[START OF AVAILABLE DATA]

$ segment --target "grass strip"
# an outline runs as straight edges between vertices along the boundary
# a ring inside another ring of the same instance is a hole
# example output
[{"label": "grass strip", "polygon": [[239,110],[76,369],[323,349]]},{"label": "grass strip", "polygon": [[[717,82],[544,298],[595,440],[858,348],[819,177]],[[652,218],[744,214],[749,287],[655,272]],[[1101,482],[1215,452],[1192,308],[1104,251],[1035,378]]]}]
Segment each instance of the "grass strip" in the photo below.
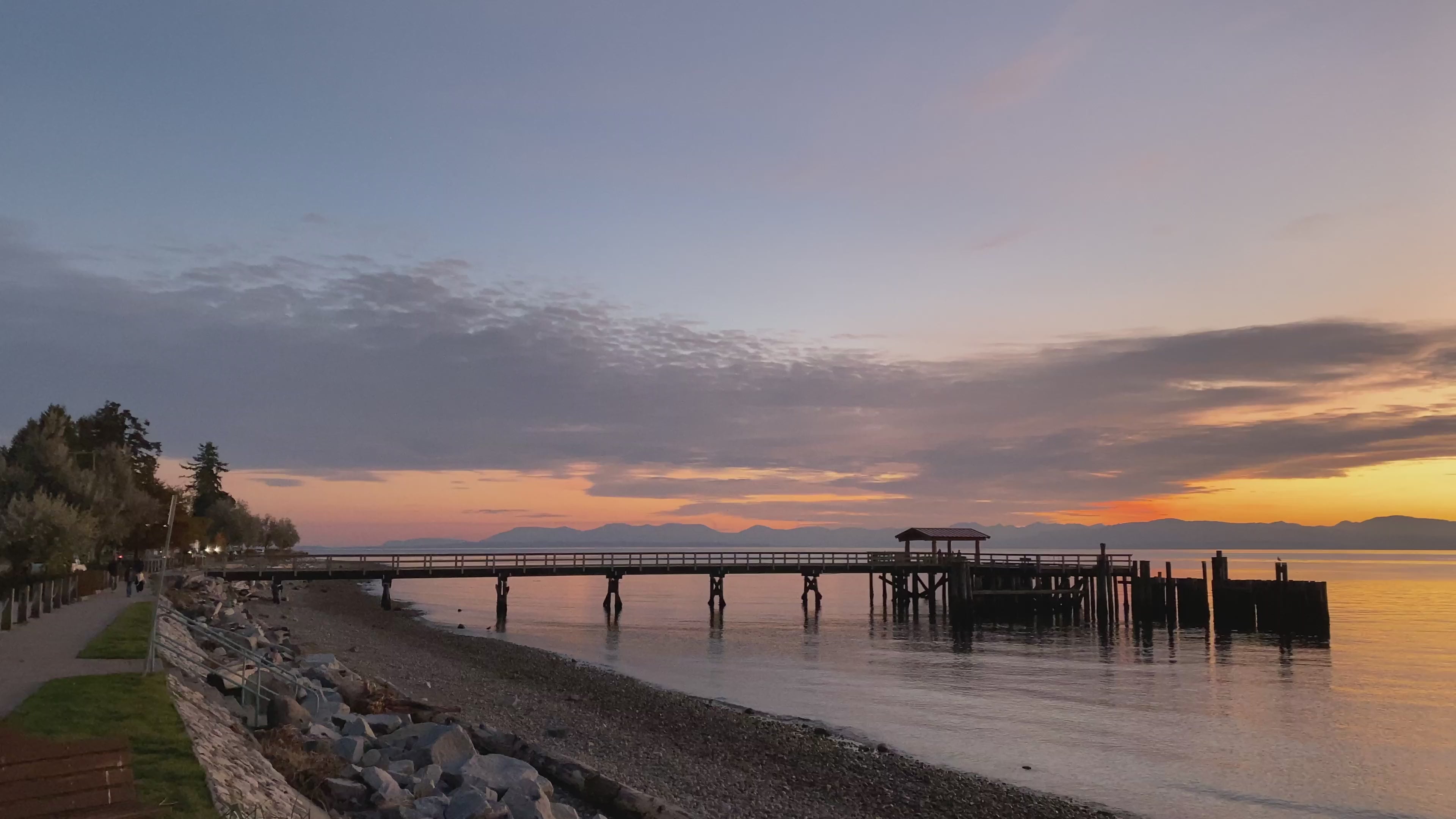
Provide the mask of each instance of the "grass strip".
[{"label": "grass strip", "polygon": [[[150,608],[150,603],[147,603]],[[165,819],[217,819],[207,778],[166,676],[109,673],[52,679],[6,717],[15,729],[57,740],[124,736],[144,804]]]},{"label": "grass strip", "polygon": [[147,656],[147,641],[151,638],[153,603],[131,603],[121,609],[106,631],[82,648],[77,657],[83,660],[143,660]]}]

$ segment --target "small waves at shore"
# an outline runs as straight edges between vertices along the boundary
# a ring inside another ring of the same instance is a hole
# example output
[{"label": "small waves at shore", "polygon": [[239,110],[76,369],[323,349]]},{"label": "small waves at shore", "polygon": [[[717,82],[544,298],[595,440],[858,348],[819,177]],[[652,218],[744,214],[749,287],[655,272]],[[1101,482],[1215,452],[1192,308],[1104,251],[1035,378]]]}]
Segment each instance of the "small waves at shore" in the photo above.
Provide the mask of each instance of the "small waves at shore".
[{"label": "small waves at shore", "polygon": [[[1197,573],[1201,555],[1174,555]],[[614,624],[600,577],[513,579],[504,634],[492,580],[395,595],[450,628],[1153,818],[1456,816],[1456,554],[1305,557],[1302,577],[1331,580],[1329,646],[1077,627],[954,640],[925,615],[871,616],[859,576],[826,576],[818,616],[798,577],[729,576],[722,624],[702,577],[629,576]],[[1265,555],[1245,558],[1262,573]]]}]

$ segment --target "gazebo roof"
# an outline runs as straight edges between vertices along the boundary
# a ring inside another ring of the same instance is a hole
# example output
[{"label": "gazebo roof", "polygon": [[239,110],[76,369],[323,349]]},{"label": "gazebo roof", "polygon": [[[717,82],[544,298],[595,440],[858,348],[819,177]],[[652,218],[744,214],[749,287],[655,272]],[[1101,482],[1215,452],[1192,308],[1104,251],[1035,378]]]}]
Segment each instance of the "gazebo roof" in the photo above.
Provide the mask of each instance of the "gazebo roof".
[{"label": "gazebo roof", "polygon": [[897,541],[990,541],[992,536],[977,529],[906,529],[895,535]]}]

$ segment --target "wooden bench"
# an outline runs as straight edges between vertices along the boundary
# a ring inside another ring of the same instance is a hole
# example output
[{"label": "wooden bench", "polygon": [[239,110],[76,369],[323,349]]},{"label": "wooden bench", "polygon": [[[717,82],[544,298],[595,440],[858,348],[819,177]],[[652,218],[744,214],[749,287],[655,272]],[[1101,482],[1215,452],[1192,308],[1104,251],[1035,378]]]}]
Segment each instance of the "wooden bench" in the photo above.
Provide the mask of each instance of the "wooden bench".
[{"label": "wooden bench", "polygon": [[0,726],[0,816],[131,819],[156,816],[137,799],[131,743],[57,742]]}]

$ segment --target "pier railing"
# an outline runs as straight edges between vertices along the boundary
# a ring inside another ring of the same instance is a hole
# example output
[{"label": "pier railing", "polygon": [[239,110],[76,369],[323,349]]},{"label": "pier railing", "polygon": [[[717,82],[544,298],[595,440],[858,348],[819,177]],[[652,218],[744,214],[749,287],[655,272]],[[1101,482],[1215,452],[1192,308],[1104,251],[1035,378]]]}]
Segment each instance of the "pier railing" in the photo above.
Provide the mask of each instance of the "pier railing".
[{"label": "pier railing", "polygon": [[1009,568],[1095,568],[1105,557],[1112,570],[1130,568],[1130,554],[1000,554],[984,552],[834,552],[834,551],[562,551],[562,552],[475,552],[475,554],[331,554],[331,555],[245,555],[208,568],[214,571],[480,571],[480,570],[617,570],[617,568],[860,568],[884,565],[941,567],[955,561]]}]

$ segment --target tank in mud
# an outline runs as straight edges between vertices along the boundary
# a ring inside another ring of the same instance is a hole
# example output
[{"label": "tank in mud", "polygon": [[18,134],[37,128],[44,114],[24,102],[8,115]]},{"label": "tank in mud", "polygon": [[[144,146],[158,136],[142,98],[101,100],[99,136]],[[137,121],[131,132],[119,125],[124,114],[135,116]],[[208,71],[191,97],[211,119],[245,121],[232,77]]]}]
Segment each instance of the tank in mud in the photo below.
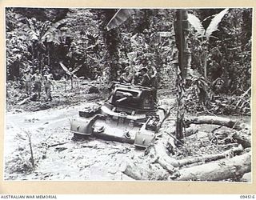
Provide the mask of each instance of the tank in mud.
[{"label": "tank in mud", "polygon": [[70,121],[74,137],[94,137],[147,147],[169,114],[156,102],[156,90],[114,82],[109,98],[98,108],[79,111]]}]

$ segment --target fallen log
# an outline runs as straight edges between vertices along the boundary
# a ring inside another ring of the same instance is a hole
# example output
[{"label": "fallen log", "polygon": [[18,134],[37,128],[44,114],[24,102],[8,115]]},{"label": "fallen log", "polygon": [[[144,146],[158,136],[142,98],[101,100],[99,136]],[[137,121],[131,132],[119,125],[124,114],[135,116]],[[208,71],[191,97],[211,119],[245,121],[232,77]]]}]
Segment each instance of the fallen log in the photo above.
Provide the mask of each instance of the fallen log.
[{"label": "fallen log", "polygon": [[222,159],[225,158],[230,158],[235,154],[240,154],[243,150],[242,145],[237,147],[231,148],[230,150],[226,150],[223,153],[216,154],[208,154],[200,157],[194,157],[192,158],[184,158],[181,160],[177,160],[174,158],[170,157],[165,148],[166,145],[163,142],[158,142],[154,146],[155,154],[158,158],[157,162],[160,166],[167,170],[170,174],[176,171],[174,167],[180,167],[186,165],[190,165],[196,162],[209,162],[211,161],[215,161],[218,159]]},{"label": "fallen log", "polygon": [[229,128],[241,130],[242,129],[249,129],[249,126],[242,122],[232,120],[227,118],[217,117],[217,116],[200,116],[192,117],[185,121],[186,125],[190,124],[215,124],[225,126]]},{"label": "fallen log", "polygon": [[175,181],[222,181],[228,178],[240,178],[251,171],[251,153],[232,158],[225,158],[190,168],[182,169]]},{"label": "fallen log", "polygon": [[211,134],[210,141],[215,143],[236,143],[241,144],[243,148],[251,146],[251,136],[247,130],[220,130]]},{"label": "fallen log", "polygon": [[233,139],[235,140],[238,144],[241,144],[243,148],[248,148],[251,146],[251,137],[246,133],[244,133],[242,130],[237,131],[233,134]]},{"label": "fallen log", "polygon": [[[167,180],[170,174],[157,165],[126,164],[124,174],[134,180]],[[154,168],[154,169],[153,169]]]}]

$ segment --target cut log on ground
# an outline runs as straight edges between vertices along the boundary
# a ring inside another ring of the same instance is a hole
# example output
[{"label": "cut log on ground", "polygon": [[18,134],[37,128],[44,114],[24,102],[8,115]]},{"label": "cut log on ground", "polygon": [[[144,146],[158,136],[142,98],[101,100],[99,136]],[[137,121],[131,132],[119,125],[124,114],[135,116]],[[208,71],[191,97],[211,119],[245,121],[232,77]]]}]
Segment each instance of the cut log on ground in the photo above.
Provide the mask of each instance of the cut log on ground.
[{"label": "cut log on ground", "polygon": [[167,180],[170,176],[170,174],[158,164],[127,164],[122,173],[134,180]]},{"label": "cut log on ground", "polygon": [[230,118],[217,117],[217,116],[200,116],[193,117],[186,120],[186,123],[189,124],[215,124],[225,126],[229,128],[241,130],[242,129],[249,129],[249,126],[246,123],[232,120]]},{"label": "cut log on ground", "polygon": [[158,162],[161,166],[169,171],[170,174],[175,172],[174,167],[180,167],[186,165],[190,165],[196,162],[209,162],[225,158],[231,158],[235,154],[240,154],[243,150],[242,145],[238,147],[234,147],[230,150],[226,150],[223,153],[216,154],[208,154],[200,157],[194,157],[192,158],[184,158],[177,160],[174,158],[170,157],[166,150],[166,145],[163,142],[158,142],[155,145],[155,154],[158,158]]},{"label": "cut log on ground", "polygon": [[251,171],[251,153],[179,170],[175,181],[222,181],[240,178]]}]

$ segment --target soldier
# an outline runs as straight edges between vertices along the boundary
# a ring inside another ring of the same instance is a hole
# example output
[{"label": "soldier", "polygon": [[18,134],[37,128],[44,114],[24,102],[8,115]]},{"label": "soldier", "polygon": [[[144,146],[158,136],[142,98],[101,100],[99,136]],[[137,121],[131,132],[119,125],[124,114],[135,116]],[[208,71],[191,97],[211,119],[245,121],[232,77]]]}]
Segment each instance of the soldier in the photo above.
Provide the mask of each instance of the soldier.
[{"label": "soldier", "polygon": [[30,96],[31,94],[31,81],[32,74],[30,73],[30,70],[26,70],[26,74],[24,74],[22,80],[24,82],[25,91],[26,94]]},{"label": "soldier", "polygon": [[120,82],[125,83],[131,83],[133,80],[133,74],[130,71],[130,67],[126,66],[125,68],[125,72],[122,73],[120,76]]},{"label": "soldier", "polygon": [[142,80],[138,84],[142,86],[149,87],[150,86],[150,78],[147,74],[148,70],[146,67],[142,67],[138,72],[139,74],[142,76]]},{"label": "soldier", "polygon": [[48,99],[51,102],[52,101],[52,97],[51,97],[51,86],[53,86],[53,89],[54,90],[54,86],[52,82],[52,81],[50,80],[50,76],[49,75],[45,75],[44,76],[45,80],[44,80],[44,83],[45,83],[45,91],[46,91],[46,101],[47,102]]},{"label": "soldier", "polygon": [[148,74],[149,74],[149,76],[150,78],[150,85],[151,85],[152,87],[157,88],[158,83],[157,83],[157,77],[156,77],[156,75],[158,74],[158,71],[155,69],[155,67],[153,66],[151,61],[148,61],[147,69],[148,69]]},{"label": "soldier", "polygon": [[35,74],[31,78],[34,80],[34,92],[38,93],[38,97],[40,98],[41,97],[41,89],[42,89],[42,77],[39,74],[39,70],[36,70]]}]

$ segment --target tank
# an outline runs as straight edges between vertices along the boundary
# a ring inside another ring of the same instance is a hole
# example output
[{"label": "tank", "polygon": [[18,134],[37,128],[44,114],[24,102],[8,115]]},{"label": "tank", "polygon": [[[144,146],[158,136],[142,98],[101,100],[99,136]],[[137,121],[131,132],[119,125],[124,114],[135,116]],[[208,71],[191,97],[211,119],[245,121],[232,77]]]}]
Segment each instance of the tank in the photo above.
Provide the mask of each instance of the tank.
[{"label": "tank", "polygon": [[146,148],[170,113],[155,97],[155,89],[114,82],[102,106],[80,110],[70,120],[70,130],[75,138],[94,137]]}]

[END OF AVAILABLE DATA]

■ GOAL ■
Duplicate the lines between the one holding "segment --target soldier" and the one holding "Provide the mask of each instance of the soldier.", inclusive.

■ THE REPLY ■
$ segment --target soldier
# an outline runs as straight edges between vertices along the boundary
# a ring inside another ring of the same instance is a hole
# example output
[{"label": "soldier", "polygon": [[18,134],[37,128],[44,114],[24,102],[8,115]]},{"label": "soldier", "polygon": [[[144,146],[158,136],[142,98],[101,100],[99,136]],[[137,121],[131,132],[119,125],[124,114],[135,116]],[[208,71],[191,97],[211,119],[245,121],[232,77]]]}]
Segment each instance of the soldier in the photo above.
Provide the mask of each instance of the soldier.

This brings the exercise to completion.